# [Excerpted data]
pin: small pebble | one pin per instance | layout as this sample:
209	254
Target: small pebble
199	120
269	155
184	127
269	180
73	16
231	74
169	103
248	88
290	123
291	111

# [Work instructions]
Reproduce the listing above, substituting "gravel stone" for every occurrence of "small pebble" and leaving all other text unchanged.

# [Answer to the task]
pin: gravel stone | one pin per instance | layout as this sample:
209	254
Target: gravel stone
199	120
269	155
184	127
269	180
73	16
231	74
169	103
248	88
290	123
291	111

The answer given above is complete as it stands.